# Task details:
Every line from the line containing "(format x=80, y=24)" to the end of the data must appear in the answer exactly as it appears there, and nothing else.

# Data supplied:
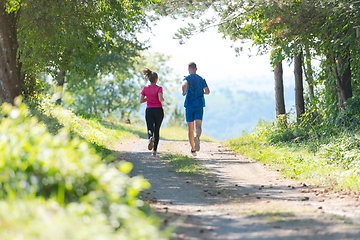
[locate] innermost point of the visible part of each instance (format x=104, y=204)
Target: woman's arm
x=161, y=97
x=142, y=98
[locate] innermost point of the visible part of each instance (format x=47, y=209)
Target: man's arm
x=207, y=91
x=184, y=87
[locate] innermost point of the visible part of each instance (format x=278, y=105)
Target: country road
x=239, y=198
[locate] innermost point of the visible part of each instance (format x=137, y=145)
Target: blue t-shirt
x=195, y=91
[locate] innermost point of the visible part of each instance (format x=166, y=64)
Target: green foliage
x=297, y=161
x=42, y=168
x=183, y=164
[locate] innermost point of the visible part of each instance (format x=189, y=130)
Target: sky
x=216, y=60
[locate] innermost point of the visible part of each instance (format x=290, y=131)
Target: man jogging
x=193, y=88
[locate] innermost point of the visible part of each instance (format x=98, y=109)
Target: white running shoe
x=151, y=143
x=197, y=143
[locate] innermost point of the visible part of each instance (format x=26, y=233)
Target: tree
x=71, y=35
x=323, y=29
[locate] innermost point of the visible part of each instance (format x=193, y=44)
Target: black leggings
x=154, y=117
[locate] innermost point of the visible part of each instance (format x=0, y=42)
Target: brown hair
x=192, y=65
x=150, y=75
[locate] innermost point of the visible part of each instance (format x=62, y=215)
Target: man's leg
x=191, y=135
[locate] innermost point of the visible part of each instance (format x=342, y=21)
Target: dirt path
x=239, y=198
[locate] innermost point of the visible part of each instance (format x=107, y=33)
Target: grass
x=183, y=164
x=297, y=163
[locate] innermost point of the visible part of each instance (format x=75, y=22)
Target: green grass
x=183, y=164
x=297, y=163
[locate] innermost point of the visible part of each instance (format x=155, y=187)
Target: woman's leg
x=158, y=116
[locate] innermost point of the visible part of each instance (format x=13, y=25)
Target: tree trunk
x=60, y=86
x=279, y=89
x=299, y=90
x=10, y=83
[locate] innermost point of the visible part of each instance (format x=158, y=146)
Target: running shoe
x=151, y=143
x=197, y=143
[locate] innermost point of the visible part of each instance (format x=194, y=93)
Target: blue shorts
x=194, y=113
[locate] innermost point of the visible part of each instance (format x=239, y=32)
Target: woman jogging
x=154, y=114
x=193, y=88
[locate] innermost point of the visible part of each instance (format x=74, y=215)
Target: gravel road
x=239, y=198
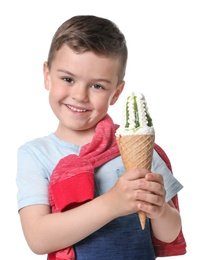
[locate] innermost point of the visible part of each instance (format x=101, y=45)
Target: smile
x=76, y=109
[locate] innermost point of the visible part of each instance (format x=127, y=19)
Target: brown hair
x=91, y=33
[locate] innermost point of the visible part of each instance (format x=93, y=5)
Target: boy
x=59, y=174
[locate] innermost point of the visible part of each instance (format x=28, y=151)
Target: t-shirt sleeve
x=32, y=181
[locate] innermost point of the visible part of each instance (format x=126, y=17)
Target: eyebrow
x=73, y=75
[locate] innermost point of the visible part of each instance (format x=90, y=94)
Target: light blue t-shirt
x=38, y=158
x=121, y=238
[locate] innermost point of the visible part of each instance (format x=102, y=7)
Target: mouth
x=76, y=109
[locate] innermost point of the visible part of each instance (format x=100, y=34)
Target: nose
x=79, y=93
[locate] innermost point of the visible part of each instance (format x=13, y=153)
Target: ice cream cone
x=137, y=152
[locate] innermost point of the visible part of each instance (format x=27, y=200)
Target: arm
x=46, y=232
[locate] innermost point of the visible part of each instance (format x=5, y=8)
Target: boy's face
x=81, y=87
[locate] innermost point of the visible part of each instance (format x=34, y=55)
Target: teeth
x=77, y=109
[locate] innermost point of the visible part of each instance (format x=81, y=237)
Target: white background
x=164, y=63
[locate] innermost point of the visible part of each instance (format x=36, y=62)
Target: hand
x=136, y=190
x=151, y=195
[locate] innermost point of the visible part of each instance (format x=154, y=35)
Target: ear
x=46, y=75
x=117, y=93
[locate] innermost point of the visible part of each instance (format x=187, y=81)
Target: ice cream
x=136, y=136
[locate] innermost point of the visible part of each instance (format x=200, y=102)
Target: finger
x=155, y=177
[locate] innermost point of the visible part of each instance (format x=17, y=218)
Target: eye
x=67, y=79
x=97, y=86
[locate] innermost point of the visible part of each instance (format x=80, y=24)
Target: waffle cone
x=136, y=152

# Solution:
[locate] innermost point of the visible part of each instance (format x=80, y=24)
Target: waffle cone
x=136, y=152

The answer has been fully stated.